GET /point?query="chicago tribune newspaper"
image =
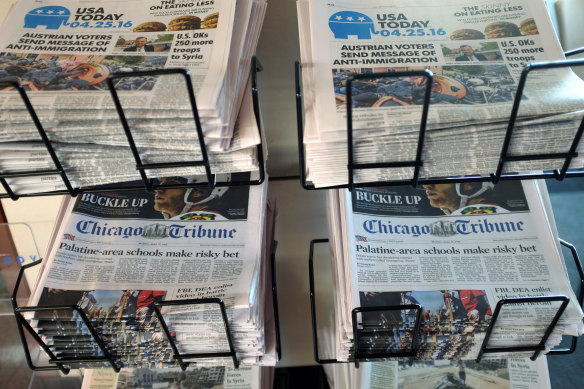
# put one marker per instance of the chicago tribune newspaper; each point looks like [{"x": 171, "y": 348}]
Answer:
[
  {"x": 62, "y": 53},
  {"x": 456, "y": 250},
  {"x": 115, "y": 254},
  {"x": 494, "y": 373},
  {"x": 219, "y": 377},
  {"x": 476, "y": 51}
]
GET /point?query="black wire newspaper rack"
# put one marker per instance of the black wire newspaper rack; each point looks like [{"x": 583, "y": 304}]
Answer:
[
  {"x": 62, "y": 364},
  {"x": 417, "y": 163},
  {"x": 148, "y": 183},
  {"x": 359, "y": 356}
]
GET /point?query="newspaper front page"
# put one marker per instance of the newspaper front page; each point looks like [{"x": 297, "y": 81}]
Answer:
[
  {"x": 220, "y": 377},
  {"x": 476, "y": 50},
  {"x": 456, "y": 250}
]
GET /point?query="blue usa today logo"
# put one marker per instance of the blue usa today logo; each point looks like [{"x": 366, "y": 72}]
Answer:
[{"x": 9, "y": 260}]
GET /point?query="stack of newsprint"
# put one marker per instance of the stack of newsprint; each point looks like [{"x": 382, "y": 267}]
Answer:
[
  {"x": 494, "y": 373},
  {"x": 454, "y": 250},
  {"x": 218, "y": 377},
  {"x": 62, "y": 53},
  {"x": 116, "y": 254},
  {"x": 476, "y": 51}
]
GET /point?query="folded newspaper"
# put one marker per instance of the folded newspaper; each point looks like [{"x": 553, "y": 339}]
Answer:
[
  {"x": 454, "y": 250},
  {"x": 494, "y": 373},
  {"x": 62, "y": 53},
  {"x": 476, "y": 52},
  {"x": 116, "y": 254}
]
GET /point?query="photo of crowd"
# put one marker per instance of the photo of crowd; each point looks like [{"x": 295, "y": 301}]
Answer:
[
  {"x": 485, "y": 51},
  {"x": 144, "y": 44},
  {"x": 395, "y": 91},
  {"x": 466, "y": 83},
  {"x": 449, "y": 320},
  {"x": 483, "y": 83},
  {"x": 489, "y": 374}
]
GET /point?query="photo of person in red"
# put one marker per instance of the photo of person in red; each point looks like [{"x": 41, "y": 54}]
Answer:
[{"x": 145, "y": 302}]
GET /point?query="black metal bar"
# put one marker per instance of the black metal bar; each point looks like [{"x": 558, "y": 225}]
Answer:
[
  {"x": 503, "y": 158},
  {"x": 505, "y": 177},
  {"x": 180, "y": 357},
  {"x": 417, "y": 163},
  {"x": 574, "y": 343},
  {"x": 539, "y": 157},
  {"x": 275, "y": 302},
  {"x": 19, "y": 88},
  {"x": 103, "y": 348},
  {"x": 256, "y": 67},
  {"x": 523, "y": 300},
  {"x": 574, "y": 51},
  {"x": 357, "y": 356},
  {"x": 21, "y": 321},
  {"x": 415, "y": 336},
  {"x": 128, "y": 132},
  {"x": 313, "y": 303}
]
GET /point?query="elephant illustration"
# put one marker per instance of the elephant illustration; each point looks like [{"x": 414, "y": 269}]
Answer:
[
  {"x": 52, "y": 17},
  {"x": 346, "y": 23}
]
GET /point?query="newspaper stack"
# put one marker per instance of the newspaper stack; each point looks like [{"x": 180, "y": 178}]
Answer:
[
  {"x": 454, "y": 250},
  {"x": 476, "y": 53},
  {"x": 219, "y": 377},
  {"x": 115, "y": 254},
  {"x": 62, "y": 53}
]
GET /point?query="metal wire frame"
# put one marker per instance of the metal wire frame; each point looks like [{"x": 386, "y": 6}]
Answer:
[
  {"x": 504, "y": 157},
  {"x": 59, "y": 363},
  {"x": 484, "y": 348},
  {"x": 231, "y": 353},
  {"x": 523, "y": 300},
  {"x": 180, "y": 357},
  {"x": 149, "y": 184}
]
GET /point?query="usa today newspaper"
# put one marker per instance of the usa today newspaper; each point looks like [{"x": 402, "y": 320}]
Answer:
[
  {"x": 475, "y": 49},
  {"x": 456, "y": 250},
  {"x": 55, "y": 46}
]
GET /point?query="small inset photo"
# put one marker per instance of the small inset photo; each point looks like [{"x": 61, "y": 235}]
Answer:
[
  {"x": 471, "y": 52},
  {"x": 146, "y": 43}
]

----------

Every record above should be transcribed exactly; the pictures stay out of the copy.

Result of the exercise:
GET /point?query="chicago tribune newspaper"
image =
# put one marker per instance of the chicago tribune newspaper; each point looks like [{"x": 171, "y": 348}]
Answer:
[
  {"x": 62, "y": 53},
  {"x": 456, "y": 250},
  {"x": 115, "y": 254},
  {"x": 494, "y": 373},
  {"x": 219, "y": 377},
  {"x": 476, "y": 51}
]
GET /point?query="black wire newspaper rack"
# put one marker per instance of the black wire newspaper rack; each point looks like [{"x": 583, "y": 304}]
Answer:
[
  {"x": 62, "y": 364},
  {"x": 417, "y": 163},
  {"x": 148, "y": 183},
  {"x": 359, "y": 356}
]
GET /point?query="newspaper front page"
# put one marker per instance of the newspaper front page; each point looks like [{"x": 297, "y": 81}]
Answer:
[
  {"x": 220, "y": 377},
  {"x": 476, "y": 50},
  {"x": 456, "y": 250}
]
GET /point?query="blue usa today logo"
# put one marker per instance of the blue usa today logo; each point looks like [{"x": 366, "y": 72}]
Answer:
[{"x": 9, "y": 260}]
GET /point?query="stack of newsprint"
# put one marker per instance of the stack of newsprint; each point looks like [{"x": 382, "y": 267}]
Answer:
[
  {"x": 494, "y": 373},
  {"x": 454, "y": 250},
  {"x": 218, "y": 377},
  {"x": 62, "y": 53},
  {"x": 116, "y": 254},
  {"x": 476, "y": 51}
]
GET /point?query="folded newspaper"
# put one marker per instance of the folded newspaper; each point looks like [{"x": 553, "y": 339}]
Answer:
[
  {"x": 454, "y": 250},
  {"x": 494, "y": 373},
  {"x": 62, "y": 53},
  {"x": 476, "y": 52},
  {"x": 116, "y": 254}
]
GET /point?query="photo of crowd"
# put one marker per instance of the photo of crowd; each point looks like [{"x": 295, "y": 301}]
Answer:
[
  {"x": 485, "y": 51},
  {"x": 144, "y": 44},
  {"x": 395, "y": 91},
  {"x": 466, "y": 83},
  {"x": 449, "y": 320},
  {"x": 483, "y": 83},
  {"x": 489, "y": 374}
]
GET /point?query="photo of person in red"
# put one marker per instance of the photo of person in red; each point looks like [{"x": 41, "y": 54}]
Answer:
[{"x": 145, "y": 302}]
GET /point?query="black metal bar"
# put one marker per instance of the black metal bar; each point looks like [{"x": 558, "y": 225}]
Answer:
[
  {"x": 503, "y": 158},
  {"x": 505, "y": 177},
  {"x": 180, "y": 357},
  {"x": 417, "y": 163},
  {"x": 574, "y": 343},
  {"x": 539, "y": 157},
  {"x": 275, "y": 302},
  {"x": 19, "y": 88},
  {"x": 103, "y": 348},
  {"x": 256, "y": 67},
  {"x": 523, "y": 300},
  {"x": 574, "y": 51},
  {"x": 357, "y": 356},
  {"x": 21, "y": 321},
  {"x": 415, "y": 336},
  {"x": 128, "y": 132},
  {"x": 313, "y": 303}
]
GET /point?query="elephant illustration"
# put one marker per instance of the elephant illustration; each point looks like [{"x": 414, "y": 269}]
Answer:
[
  {"x": 52, "y": 17},
  {"x": 346, "y": 23}
]
GET /point?query="newspaper stack"
# put one marker per instance of the newspaper stack; each point looks like [{"x": 180, "y": 178}]
Answer:
[
  {"x": 454, "y": 250},
  {"x": 476, "y": 53},
  {"x": 219, "y": 377},
  {"x": 115, "y": 254},
  {"x": 62, "y": 53}
]
GET /point?query="metal wire frame"
# put one marker per instance of the metal wire frame; each point looks like [{"x": 386, "y": 6}]
Answer:
[
  {"x": 504, "y": 157},
  {"x": 59, "y": 363},
  {"x": 484, "y": 348},
  {"x": 231, "y": 353},
  {"x": 523, "y": 300},
  {"x": 180, "y": 357},
  {"x": 149, "y": 184}
]
GET /point?query="usa today newspaper"
# put one marker per instance of the usa today newspaper; each point looks like [{"x": 402, "y": 320}]
Answer:
[
  {"x": 475, "y": 49},
  {"x": 456, "y": 250},
  {"x": 55, "y": 46}
]
GET /point?query="small inset photo"
# put one marker per instance of the small inset photo; each point looks like [{"x": 61, "y": 235}]
Answer:
[
  {"x": 471, "y": 52},
  {"x": 146, "y": 43}
]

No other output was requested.